Data records –

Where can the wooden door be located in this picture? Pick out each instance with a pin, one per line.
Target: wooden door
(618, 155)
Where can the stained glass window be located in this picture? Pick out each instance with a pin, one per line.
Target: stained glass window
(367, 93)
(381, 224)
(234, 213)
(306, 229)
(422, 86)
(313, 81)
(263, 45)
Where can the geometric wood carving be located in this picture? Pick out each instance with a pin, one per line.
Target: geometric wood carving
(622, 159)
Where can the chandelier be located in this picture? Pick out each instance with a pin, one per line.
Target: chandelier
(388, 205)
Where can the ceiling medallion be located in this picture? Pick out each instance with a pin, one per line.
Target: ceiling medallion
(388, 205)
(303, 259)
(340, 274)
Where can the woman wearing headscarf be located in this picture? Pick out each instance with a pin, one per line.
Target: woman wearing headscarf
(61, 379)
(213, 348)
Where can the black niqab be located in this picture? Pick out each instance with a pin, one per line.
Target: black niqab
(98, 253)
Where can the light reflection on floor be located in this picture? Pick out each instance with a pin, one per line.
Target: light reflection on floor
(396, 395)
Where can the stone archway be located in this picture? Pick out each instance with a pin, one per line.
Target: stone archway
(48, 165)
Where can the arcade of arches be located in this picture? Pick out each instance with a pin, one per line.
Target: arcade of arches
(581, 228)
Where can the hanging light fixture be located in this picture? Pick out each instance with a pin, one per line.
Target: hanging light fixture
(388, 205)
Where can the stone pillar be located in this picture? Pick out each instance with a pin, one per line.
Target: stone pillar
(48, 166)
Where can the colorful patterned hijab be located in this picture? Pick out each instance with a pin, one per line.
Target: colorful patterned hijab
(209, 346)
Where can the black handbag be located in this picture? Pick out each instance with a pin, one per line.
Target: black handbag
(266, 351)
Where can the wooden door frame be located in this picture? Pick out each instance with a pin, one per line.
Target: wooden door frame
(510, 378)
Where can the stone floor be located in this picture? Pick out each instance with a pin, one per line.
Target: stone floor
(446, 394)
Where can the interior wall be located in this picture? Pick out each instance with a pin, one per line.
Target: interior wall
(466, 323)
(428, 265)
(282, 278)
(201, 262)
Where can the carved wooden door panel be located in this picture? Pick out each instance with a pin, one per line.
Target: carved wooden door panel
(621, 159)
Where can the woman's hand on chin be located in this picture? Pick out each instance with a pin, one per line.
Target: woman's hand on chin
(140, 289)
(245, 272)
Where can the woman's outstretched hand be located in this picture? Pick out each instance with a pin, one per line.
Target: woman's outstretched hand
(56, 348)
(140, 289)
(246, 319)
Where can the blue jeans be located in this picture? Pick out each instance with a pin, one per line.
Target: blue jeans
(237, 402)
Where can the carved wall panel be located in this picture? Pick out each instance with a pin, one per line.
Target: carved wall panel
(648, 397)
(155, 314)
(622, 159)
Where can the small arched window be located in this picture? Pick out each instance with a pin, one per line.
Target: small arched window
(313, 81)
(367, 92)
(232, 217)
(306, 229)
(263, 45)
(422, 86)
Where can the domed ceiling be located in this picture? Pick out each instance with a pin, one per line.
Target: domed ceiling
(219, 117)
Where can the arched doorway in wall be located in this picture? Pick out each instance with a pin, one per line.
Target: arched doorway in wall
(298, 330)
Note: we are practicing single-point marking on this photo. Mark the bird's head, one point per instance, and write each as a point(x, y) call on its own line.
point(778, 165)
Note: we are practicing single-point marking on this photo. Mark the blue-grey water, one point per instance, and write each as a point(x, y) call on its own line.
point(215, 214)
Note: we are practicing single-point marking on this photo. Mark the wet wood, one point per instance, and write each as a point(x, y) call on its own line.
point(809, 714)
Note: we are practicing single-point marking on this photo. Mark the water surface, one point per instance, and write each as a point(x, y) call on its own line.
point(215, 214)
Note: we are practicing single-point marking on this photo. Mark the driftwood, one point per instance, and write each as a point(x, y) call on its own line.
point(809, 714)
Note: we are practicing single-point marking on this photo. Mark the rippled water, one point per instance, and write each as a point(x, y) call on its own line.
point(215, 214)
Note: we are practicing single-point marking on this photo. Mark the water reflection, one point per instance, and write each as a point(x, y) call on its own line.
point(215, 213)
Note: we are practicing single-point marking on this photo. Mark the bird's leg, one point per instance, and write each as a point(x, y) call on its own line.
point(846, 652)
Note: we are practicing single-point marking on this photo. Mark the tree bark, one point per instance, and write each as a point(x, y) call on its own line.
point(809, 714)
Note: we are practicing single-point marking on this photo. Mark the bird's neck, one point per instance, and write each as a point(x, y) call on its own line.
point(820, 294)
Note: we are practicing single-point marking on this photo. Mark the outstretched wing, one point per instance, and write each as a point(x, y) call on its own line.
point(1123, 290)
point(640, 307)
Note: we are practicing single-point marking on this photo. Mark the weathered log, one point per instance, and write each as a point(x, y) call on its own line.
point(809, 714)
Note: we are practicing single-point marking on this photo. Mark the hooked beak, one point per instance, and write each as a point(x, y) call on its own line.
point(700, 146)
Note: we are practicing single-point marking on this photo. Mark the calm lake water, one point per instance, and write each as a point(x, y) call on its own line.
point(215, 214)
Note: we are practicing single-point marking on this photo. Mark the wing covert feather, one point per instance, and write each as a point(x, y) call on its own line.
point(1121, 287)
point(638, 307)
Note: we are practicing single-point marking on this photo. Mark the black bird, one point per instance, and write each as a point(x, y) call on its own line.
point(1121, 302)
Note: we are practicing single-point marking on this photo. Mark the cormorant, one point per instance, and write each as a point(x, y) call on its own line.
--
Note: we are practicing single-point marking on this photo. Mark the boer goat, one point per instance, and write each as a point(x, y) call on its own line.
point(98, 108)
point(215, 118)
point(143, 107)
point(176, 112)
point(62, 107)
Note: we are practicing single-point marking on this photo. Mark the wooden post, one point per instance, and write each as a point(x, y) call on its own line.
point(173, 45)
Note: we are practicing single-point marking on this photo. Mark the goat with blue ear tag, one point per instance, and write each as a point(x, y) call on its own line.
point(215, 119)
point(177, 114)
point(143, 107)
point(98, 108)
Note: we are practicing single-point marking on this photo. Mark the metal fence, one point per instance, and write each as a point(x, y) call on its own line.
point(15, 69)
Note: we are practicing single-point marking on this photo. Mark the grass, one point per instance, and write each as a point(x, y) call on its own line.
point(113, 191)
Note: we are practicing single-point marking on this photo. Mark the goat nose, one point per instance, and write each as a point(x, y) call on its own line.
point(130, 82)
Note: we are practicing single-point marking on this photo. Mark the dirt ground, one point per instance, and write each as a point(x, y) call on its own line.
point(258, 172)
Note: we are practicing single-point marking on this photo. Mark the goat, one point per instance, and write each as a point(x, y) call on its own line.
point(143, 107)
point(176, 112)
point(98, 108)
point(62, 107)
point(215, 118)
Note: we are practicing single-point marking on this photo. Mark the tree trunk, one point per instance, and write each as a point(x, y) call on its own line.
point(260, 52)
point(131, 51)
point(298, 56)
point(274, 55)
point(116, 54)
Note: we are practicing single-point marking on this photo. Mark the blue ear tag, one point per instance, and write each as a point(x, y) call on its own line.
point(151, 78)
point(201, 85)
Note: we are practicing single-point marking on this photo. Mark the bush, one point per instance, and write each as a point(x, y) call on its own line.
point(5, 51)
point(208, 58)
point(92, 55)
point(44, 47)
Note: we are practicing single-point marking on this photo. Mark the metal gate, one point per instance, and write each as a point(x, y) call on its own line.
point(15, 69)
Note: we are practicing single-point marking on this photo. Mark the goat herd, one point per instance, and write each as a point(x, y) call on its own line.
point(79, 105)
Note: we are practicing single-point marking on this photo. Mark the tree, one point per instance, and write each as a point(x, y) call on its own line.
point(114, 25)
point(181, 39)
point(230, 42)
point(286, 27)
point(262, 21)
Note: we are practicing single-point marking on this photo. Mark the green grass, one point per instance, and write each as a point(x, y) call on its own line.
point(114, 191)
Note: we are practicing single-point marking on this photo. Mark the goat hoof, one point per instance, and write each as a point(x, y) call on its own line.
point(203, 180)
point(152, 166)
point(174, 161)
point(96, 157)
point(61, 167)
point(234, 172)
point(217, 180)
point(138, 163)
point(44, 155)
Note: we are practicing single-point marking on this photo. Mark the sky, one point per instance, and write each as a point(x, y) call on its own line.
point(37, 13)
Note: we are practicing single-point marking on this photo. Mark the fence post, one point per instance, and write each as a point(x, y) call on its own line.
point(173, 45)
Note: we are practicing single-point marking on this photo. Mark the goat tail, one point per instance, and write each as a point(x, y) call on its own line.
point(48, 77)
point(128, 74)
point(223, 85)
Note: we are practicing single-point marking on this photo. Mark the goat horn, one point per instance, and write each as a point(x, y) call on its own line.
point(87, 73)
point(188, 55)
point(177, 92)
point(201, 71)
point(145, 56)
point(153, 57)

Exercise details – Render the records from the line with "goat herd, one" up to and including the line with "point(37, 13)" as a two-column CSV headed instruction and answer, one row per record. Put each record's text and its answer in their own quoted fields, with line breaks replaced by spaces.

Written solution –
instruction,answer
"Note: we are practicing single-point marking on this photo. Mark the goat herd, one point per instance, and write each as a point(x, y) call on its own line.","point(79, 105)"
"Note: we are practicing single-point marking on this photo. Mark the tree, one point per instance, and write each as a point(x, y) call on its own line.","point(114, 25) point(181, 39) point(230, 42) point(286, 27) point(262, 21)"
"Note: we are practicing single-point marking on this photo. Mark the green grass, one point per instance, and write each as a point(x, y) call on its own line.","point(114, 191)"
"Note: we are practicing single-point marking on this photo. Mark the goat hoof, one point per instance, and write each as a point(x, y) call on its own line.","point(203, 180) point(152, 166) point(174, 161) point(96, 157) point(61, 167) point(234, 172) point(217, 180) point(138, 163) point(44, 155)"
"Note: we are practicing single-point marking on this photo. Mark the sky, one point per instance, and write each as a point(x, y) call on its own line.","point(37, 13)"